Problem to solve ->
Quote exactly, and only, the lines from the one with "Please spot the tree canopy" through the end of the listing.

Part of a data file ->
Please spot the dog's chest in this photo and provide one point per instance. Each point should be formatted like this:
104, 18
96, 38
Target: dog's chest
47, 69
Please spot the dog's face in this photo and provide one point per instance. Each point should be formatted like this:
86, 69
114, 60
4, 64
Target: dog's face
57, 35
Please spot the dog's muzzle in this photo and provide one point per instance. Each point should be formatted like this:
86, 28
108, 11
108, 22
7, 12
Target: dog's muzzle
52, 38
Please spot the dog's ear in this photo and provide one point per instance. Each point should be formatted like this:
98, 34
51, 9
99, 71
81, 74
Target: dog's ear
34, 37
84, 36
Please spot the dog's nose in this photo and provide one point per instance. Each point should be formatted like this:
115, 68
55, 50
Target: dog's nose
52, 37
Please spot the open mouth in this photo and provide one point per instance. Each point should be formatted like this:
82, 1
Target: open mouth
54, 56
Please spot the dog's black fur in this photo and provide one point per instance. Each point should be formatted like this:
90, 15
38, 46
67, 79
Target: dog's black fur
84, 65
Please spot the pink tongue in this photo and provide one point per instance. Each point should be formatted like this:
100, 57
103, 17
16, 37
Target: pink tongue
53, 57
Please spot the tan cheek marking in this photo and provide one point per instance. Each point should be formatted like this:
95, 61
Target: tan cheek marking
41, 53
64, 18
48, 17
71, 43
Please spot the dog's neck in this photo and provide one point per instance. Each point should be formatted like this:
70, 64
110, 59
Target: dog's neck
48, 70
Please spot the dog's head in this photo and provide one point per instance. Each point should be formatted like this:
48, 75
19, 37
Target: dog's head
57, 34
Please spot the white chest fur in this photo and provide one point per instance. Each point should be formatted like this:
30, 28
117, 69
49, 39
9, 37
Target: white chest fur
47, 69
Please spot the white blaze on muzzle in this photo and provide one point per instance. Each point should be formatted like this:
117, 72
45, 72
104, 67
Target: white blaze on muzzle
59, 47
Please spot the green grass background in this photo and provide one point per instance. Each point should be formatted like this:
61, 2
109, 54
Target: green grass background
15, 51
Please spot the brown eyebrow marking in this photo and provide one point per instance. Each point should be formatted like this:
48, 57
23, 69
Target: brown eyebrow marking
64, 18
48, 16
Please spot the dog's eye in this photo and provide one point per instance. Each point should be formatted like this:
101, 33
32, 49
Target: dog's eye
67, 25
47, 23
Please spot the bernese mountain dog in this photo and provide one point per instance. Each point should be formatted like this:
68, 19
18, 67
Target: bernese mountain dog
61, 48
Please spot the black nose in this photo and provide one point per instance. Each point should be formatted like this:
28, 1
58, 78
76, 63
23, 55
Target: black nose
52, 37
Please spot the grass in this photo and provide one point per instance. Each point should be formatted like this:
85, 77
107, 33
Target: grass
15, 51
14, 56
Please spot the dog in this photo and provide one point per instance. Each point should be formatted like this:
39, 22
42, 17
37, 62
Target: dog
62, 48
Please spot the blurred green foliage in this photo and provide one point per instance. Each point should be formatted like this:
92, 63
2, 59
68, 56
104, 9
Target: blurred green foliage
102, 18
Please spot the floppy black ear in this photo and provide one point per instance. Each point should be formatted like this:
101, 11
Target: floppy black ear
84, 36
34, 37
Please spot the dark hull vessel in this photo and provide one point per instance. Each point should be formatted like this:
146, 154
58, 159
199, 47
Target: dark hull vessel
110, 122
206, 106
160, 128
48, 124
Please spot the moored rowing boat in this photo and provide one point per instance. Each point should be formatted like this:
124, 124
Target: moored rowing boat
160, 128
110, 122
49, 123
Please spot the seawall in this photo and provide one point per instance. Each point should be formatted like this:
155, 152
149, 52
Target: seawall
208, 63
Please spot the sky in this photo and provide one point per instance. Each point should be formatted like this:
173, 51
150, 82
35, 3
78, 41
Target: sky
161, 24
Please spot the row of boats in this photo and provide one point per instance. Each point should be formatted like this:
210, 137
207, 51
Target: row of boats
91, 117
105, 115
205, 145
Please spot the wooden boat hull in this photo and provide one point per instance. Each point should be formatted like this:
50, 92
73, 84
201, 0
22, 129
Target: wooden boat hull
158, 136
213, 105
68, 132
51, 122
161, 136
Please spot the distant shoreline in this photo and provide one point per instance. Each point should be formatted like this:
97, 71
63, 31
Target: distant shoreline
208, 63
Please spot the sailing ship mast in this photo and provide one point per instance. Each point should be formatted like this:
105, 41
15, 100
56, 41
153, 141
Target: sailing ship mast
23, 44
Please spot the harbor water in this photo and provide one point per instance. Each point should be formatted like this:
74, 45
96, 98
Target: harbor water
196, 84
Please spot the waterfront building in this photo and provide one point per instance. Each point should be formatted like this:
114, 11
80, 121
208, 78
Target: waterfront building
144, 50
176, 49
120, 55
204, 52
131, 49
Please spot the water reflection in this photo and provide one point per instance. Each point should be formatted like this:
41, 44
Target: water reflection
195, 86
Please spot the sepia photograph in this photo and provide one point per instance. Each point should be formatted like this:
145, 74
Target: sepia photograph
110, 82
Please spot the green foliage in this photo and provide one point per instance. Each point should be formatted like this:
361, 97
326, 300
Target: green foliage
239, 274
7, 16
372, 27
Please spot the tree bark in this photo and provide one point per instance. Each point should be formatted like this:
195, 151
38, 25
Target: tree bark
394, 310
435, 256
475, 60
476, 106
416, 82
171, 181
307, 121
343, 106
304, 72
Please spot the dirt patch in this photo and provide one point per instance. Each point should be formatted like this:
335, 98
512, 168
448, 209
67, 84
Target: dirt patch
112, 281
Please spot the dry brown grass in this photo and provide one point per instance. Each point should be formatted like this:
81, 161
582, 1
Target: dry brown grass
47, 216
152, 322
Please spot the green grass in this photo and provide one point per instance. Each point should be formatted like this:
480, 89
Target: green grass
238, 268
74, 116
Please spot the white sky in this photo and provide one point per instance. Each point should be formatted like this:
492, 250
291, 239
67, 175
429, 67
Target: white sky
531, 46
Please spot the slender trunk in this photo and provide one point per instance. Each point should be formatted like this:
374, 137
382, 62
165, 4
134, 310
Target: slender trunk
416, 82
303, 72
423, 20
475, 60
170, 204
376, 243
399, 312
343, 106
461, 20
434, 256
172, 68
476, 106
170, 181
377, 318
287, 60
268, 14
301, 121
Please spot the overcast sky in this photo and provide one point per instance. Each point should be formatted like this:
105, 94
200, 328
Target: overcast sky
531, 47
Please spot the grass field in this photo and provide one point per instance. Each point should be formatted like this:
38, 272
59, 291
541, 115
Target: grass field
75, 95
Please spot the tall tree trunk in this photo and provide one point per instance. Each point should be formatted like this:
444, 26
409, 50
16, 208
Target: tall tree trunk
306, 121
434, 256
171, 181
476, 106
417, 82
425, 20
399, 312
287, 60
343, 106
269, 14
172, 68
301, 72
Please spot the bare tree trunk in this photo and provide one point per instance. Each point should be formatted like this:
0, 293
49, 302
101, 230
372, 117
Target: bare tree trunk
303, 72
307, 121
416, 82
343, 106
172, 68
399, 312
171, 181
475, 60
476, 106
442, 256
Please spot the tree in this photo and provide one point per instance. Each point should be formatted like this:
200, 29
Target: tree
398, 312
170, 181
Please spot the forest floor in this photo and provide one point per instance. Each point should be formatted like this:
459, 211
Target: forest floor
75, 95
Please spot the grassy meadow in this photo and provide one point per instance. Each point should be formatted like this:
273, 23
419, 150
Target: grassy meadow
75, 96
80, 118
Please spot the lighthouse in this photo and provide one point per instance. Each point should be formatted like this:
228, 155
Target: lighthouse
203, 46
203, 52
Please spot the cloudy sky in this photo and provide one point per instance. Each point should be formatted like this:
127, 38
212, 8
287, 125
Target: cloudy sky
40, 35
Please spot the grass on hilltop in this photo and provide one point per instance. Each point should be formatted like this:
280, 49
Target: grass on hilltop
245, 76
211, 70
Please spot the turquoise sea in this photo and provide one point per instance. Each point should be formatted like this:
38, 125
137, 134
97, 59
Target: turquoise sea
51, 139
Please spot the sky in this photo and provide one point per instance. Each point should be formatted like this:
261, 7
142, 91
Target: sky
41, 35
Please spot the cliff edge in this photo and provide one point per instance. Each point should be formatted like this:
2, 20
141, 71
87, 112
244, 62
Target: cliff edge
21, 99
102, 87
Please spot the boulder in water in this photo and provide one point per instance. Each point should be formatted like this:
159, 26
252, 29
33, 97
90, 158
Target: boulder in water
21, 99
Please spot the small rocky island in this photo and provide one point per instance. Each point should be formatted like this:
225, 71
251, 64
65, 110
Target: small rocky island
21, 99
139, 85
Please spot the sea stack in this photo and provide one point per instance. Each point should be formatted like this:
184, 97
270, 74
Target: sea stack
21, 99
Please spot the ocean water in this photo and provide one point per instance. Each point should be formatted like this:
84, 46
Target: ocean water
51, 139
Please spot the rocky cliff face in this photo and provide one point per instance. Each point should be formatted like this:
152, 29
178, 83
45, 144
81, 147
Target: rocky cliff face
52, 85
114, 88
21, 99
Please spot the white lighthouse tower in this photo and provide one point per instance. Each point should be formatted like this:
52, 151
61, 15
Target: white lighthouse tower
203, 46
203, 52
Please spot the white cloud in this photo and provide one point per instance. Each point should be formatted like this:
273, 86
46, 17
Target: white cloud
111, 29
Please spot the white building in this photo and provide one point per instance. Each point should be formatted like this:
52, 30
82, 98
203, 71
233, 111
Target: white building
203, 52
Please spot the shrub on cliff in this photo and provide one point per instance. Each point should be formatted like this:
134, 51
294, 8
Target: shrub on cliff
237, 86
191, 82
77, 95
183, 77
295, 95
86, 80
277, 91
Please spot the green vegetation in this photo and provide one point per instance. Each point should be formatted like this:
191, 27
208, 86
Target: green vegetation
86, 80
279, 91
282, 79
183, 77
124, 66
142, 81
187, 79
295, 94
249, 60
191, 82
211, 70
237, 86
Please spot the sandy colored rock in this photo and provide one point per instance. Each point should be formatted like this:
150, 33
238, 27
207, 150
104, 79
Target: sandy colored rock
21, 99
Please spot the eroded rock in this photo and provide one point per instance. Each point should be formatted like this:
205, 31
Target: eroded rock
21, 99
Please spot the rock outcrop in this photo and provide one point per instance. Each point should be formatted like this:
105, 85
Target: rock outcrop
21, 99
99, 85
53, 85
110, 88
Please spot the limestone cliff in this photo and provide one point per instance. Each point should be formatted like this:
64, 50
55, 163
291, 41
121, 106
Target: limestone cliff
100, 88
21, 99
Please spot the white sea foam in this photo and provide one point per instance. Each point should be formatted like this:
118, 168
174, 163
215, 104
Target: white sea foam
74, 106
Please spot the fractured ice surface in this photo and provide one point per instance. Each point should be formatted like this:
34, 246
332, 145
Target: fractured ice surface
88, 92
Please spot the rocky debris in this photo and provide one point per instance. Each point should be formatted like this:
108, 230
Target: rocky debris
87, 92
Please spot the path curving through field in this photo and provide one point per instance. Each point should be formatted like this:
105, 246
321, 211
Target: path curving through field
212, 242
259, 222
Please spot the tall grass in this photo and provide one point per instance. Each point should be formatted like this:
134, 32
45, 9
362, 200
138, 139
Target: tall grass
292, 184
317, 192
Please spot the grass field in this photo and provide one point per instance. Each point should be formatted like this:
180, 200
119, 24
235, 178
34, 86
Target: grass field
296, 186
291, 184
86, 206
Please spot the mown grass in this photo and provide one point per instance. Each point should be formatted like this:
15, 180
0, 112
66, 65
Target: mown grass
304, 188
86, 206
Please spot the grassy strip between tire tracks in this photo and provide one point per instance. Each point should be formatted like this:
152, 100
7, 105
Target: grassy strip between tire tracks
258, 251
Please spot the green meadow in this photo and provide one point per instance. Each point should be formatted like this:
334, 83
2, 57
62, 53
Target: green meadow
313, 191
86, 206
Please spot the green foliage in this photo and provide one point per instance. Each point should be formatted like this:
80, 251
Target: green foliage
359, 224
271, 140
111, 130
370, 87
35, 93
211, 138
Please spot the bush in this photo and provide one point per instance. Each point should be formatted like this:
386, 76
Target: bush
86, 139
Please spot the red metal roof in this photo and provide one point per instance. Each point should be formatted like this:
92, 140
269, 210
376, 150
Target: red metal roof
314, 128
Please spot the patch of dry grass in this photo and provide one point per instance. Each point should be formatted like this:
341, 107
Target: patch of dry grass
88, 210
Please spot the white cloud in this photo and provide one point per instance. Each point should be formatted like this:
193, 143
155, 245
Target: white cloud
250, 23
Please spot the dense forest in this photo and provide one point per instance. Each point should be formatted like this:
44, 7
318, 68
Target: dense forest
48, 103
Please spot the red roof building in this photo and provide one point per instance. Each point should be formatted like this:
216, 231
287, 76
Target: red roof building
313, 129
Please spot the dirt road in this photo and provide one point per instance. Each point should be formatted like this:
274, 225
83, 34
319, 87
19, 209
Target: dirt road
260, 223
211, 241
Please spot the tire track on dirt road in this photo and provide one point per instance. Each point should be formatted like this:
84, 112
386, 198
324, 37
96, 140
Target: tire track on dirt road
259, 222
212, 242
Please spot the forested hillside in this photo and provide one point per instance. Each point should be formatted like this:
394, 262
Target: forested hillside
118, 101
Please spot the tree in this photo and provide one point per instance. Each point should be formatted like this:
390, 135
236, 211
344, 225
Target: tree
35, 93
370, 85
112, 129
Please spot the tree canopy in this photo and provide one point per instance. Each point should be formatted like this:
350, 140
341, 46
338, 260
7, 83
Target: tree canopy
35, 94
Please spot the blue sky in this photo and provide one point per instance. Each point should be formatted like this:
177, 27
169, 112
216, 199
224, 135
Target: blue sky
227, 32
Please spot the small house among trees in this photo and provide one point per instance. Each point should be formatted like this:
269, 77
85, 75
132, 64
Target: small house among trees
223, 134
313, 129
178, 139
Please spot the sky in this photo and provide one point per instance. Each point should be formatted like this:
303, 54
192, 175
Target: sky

Written answer ->
Please spot the tree canopy in this photo and provide one point per instance. Each point should be formatted like this:
350, 140
341, 46
338, 260
7, 83
Target: tree canopy
35, 94
Please spot the blue sky in this photo and provide one point per instance. Each point should be formatted like this:
177, 27
169, 112
216, 199
224, 135
Target: blue sky
227, 32
Please spot the small house among trees in this photo and provide one point per instance. Each point should be formatted like this:
269, 77
85, 75
132, 64
Target: small house among trees
223, 134
313, 129
178, 139
Please spot the sky in this photo and provide one point per instance. Each point should be formatted like this:
303, 54
192, 175
Target: sky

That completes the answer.